Please write out exactly the lines that begin at the line containing "Mark a point on each instance of the red sign" and run to the end of the records.

Items from a data source
--*--

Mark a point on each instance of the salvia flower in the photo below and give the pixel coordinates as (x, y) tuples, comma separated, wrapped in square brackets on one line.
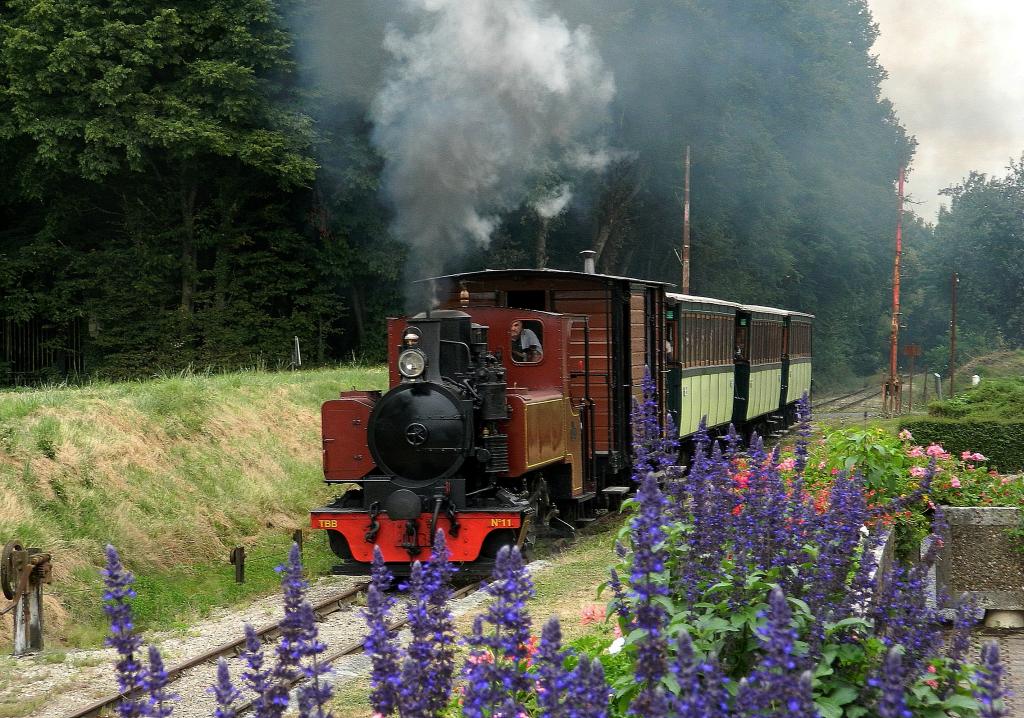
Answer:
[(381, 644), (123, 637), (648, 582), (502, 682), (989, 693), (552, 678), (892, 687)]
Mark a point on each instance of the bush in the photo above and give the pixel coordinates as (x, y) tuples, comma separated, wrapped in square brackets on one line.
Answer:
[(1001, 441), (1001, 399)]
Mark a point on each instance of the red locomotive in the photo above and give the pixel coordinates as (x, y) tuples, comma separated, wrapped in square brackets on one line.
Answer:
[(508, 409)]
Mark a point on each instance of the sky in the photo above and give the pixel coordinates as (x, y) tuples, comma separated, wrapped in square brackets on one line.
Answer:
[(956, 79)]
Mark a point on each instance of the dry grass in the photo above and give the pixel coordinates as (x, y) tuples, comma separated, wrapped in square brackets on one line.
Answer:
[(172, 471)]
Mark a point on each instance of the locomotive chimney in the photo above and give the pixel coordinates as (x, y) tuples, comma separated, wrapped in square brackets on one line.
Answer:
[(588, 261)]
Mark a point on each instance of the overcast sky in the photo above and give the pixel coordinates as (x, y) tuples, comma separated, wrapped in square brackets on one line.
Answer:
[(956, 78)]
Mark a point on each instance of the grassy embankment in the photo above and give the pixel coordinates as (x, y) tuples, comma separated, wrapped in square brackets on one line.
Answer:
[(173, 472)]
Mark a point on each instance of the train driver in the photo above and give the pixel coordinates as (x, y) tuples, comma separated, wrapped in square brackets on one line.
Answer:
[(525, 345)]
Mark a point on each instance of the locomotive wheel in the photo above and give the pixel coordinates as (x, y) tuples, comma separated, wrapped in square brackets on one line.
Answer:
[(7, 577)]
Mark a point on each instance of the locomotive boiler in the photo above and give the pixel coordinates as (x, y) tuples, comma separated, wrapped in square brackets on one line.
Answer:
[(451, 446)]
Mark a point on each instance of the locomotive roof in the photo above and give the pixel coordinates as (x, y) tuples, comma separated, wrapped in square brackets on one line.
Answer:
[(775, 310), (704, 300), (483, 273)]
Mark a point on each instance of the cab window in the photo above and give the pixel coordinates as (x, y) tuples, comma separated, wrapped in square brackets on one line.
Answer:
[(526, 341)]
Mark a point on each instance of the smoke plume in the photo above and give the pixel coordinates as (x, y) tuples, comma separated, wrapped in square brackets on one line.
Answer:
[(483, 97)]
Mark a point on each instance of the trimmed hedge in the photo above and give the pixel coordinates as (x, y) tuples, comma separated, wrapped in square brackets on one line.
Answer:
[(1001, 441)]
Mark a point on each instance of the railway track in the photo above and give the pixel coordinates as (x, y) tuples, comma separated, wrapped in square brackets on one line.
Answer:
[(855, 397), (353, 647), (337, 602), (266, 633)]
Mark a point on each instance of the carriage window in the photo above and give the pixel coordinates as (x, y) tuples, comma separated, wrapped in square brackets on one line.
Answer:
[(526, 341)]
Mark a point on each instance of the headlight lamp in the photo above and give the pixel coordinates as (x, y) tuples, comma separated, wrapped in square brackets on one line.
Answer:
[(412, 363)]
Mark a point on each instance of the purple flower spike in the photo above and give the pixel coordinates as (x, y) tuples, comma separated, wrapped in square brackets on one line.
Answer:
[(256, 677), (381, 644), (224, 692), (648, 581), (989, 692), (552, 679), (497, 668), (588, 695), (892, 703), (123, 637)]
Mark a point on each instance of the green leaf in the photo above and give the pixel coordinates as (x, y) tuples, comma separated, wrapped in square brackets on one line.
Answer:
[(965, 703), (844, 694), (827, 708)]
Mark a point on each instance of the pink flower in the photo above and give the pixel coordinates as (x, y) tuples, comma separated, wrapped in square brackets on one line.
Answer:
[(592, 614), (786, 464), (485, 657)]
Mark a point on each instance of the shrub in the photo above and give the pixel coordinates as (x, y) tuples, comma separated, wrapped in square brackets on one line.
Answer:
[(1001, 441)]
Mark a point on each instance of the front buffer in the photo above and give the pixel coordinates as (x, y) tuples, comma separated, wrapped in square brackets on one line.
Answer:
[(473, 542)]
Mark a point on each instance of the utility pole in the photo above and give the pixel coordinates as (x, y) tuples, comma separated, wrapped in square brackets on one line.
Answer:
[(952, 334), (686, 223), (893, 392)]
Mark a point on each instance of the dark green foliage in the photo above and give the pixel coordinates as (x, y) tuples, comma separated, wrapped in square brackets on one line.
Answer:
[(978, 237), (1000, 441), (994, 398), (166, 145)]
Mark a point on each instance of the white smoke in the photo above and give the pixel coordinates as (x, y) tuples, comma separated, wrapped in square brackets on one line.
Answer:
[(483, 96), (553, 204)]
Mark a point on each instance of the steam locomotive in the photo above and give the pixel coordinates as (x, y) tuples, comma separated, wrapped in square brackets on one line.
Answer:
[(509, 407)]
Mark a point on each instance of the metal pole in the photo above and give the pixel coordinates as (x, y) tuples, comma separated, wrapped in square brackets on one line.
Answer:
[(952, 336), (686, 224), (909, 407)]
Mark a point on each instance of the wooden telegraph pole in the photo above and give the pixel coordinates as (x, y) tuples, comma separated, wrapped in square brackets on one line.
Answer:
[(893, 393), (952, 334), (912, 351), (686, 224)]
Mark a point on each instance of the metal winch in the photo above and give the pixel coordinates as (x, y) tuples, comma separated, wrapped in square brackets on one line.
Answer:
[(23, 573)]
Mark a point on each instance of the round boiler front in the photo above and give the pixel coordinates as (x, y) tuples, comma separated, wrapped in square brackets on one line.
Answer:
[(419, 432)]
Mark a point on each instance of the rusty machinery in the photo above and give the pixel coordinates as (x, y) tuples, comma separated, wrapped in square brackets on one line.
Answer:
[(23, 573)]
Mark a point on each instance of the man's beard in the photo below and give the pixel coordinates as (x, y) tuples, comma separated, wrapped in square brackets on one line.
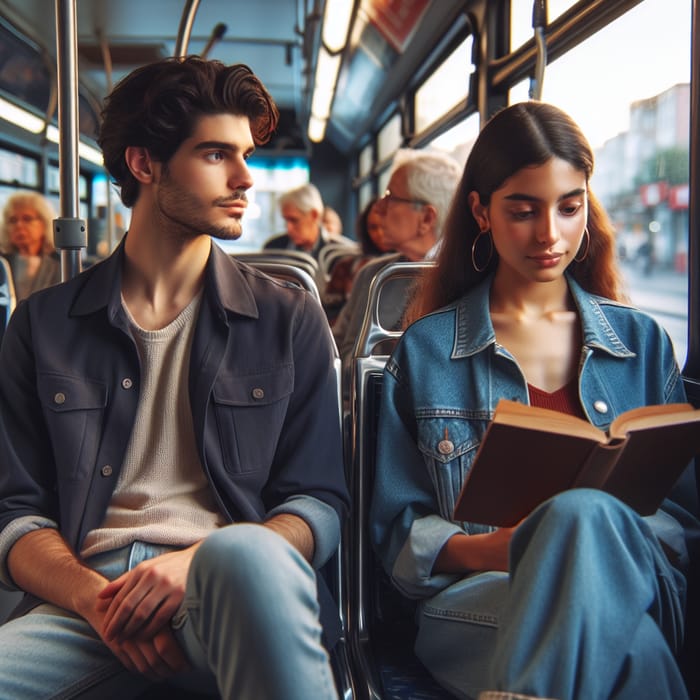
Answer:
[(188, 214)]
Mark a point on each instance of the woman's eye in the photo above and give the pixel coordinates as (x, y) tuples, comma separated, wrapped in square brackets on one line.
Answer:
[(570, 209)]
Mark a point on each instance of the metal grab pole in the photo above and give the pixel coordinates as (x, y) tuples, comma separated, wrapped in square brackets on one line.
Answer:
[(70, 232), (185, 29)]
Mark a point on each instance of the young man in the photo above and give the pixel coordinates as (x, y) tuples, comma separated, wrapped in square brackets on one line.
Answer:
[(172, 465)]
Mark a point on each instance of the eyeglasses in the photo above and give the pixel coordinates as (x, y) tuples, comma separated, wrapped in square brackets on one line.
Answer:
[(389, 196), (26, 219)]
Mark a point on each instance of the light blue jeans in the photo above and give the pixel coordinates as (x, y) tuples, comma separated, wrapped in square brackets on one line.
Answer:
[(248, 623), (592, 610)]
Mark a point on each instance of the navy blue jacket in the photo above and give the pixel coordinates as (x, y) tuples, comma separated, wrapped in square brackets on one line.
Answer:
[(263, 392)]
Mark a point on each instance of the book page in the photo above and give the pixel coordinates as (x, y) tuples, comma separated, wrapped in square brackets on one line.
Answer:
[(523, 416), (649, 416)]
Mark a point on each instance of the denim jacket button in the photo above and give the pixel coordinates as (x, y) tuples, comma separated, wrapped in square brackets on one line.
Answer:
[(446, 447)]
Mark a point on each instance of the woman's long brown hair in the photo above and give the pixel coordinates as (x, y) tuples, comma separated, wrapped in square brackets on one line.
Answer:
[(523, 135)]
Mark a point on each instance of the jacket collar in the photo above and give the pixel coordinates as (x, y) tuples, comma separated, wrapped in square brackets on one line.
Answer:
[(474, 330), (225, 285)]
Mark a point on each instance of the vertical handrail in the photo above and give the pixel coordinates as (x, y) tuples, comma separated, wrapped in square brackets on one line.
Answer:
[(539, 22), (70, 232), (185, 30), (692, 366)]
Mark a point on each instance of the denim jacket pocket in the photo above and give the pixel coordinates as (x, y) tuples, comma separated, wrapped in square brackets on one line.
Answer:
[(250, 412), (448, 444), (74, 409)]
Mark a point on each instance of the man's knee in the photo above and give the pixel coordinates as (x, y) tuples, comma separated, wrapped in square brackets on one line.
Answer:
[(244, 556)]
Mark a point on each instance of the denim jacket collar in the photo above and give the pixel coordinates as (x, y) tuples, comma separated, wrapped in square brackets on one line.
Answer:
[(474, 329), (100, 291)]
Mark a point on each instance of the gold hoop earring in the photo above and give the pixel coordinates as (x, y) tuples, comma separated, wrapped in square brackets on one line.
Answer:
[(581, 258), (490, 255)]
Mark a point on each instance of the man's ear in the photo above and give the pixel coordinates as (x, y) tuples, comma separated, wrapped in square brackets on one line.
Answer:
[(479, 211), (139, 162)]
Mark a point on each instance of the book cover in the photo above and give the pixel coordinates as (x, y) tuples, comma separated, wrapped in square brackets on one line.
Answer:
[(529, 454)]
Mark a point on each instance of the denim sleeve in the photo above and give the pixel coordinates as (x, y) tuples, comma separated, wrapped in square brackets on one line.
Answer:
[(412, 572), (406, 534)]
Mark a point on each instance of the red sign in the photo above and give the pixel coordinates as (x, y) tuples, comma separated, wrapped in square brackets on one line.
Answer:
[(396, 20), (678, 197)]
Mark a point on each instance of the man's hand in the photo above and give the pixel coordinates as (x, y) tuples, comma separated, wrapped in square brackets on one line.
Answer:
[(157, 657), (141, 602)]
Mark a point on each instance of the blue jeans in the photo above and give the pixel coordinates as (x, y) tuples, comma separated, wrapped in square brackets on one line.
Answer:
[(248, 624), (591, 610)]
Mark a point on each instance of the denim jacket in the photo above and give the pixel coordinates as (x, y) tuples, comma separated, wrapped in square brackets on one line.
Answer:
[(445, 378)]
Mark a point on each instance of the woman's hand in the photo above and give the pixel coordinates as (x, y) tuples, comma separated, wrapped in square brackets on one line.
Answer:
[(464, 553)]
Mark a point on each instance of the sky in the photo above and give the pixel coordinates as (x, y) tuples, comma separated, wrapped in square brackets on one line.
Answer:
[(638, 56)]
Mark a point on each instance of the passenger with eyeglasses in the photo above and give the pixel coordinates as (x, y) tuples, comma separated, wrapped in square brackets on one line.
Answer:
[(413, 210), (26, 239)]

--*--

Solved problem:
Mark a point on each instance of the red sign in the photo above and give the pixel coordinates as (x, y) tuples, comma separated, wrapped in square brackets on one line.
Answer:
[(396, 20), (678, 197)]
Mark a point on each instance of the man's hand in the photo above and give the pixel coordinates as (x, y) tuples, comma separated, wrapped in square brackets on one line.
Answer:
[(157, 657), (141, 602)]
Mark a point on each instance of the blue jeans in the photo above and give the pixel coordinates as (x, y) tuples, comma separated, wrapped in square brackets on one line.
Answer:
[(248, 624), (591, 610)]
Mark a point on each instance of the denim jacket in the photo above and give the pixel coordinates as (x, y) tuples, comma separated, wrapped in square brackets on one line.
Answer:
[(445, 378)]
Mark a point on each instance of the woman's hand in the photo above and give the pixel coordinates as (x, y) tuples, comma separated, wrapped in square brackets on one line.
Answer:
[(464, 553)]
Mark a point on each instance of the sky in the photo above and give the pixel coordinates as (x, y) tuples, comma separated, wrapped in square brackets on one line.
Answer:
[(638, 56)]
Mark a point on each instance of the passenger with eyeglasses in the photo above and give the pixel coordinates as (x, y) tuples, comma separated, wrapped in square brackets on one line.
Answer:
[(413, 210), (26, 239)]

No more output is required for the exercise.